SOURCE:
▶

Maybe you’ve made some business resolutions for the New Year and hopefully, if you have, finding some fresh talent is on that list. If you’ve been a regular reader of mine you know I believe talent is the lifeblood of any Multi-Op. Discovering new DJs should be a regular job for you. Searching for and approaching “hot prospects” should be an ongoing department in your business, just like sales and marketing are. You’ve probably heard my theory: that we are all in contact with at least one great prospect a month. Maybe they are your waiter when you dine out, maybe your kid’s English teacher, maybe the guy who sold you your car. People with the talents and personalities that we are looking for are rare, but they are out there. So do you have your radar on? And when you spot someone, do you take action?
Stephen Covey, in his classic book “Seven Habits of Highly Effective People,” writes: “Begin with the end in mind.” What a simple yet powerful philosophy. Have you done that with recruitment? Do you know exactly what you are looking for in your next DJ?
If not, take some time now and jot down some notes (when I say “jot down” I am obviously dating myself to the generation that actually used notebooks and pens. If these accouterments are foreign to you then by all means, you young Millennial you, pop open your laptop and take some notes.) What type of personality traits are you looking for? What kind of life experience is important to you? Are physical features essential? (It’s okay to admit it, it doesn’t make you superficial.) If so list them (height, weight etc.) This is akin to the dating process. You have your “dream partner.” And then when you begin dating you compare everyone you meet to that paradigm.

◀

WHAT THIS TASK INVOLVES: Please write the next part of the piece on recruiting new DJs, picking up after its final sentence. The lines after this aren't needed for anything here.

AVAILABLE DATA:
▶

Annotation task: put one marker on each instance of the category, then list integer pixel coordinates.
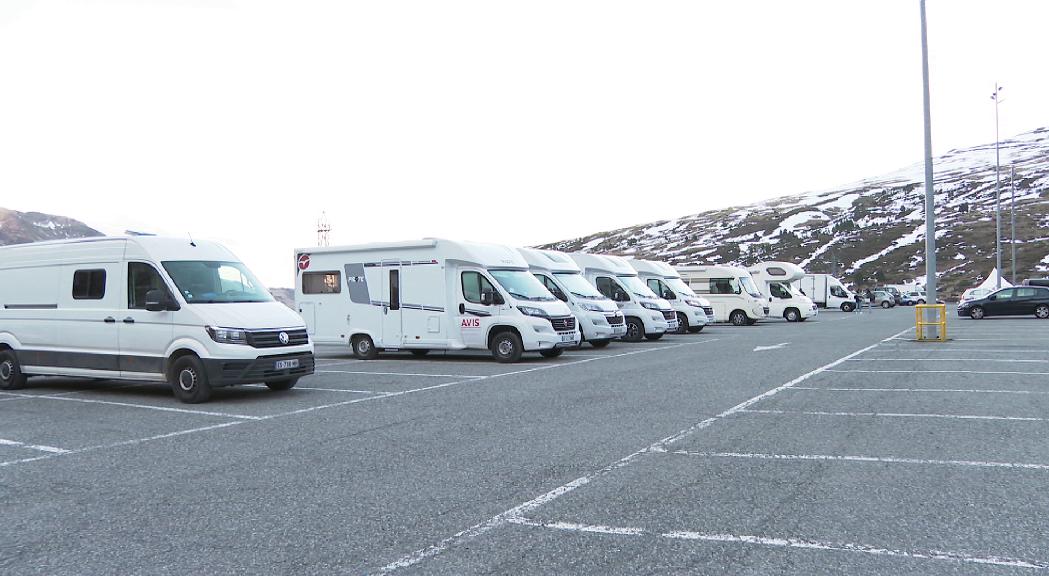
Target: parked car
(1010, 301)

◀

EXERCISE OUTPUT:
Now you’ve got your image in your mind. Keep these notes handy and refer to them regularly. Remind yourself that you may cross paths with this person at any time. At an event or at the movies. Inline at the coffee shop. Where ever and whenever. They are out there, completely unaware that there is a great part-time job waiting for them. All it’s going to take to connect the dots is you taking action.
So do you do it? Do you take action?
When you spot the bartender who is good-looking and witty and who confidently looks everyone in the eye, do you ask him if he’s ever considered DJing? Do you have a professional business card on you that directs them to a page on your website where they can fill out an online application and view a video welcoming them to the “Exciting World of DJing?” If not, set those things up today so that when you do meet “Mr. or Ms. Perfect DJ Candidate” you’ll blow them away with how professional your organization is.
Work on your “introduction” so you don’t come across as creepy (especially when approaching the opposite sex.) Have answers to all their questions and have a call to action (“let’s set up an interview soon because we’ve got a busy month coming up with lots of work.”)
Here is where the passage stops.